Je dois vous faire observer d’abord que les frais de mon administration ont été considérablement réduits en province, où de larges mesures d’économies ont été adoptées et exécutées en grande partie. Vous allez en juger.

En France, les contributions directes coûtent près de 5 p. c. des produits, 210,000 francs par département et 57 centimes par âme. En Belgique, elles coûtent aussi près de 5 p. c. des produits, mais elles ne coûtent que 152,000 francs par province, et l’on ne trouve que le chiffre de 35 centimes par âme ; fait qu’il importe d’autant plus de remarquer que, ainsi que vous l’a dit M. le général Goblet, notre honorable collègue, la population doit être la principale base des calculs de l’arithmétique politique.

En France, les droits indirects coûtent 23 p. c. des produits ; 270,000 fr. par département, et 70 cent. par tête, bien que le revenu de ces impôts soit très considérable : chez nous, où la législation a considérablement réduit le produit des accises, elles coûtent 182,000 fr. par province, 50 cent. par tête, et seulement 12 à 13 p. c. des produits ; 12 à 13 p. c., veuillez-le remarquer, messieurs.

Voilà des faits positifs. Il me semble que le pays peut s’applaudir d’être parvenu à un tel degré d’économie relative dans nos institutions financières ; car, enfin, il est certain que, sous le rapport de la modicité des frais de perception et d’exercice des droits indirects, nous avons considérablement devancé nos voisins, et c’est un fait qu’il m’importait de constater pour l’honneur de l’administration belge.

> **Matériel recueilli**
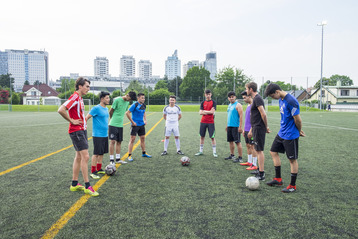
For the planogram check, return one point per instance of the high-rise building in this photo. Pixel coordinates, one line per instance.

> **Consigne donnée**
Recopiez fidèlement le passage de l'article qui va de « Je dois vous » à « allez en juger. », ces deux bornes comprises. La liste constitue un matériel indépendant de l'article.

> **Réponse correcte**
Je dois vous faire observer d’abord que les frais de mon administration ont été considérablement réduits en province, où de larges mesures d’économies ont été adoptées et exécutées en grande partie. Vous allez en juger.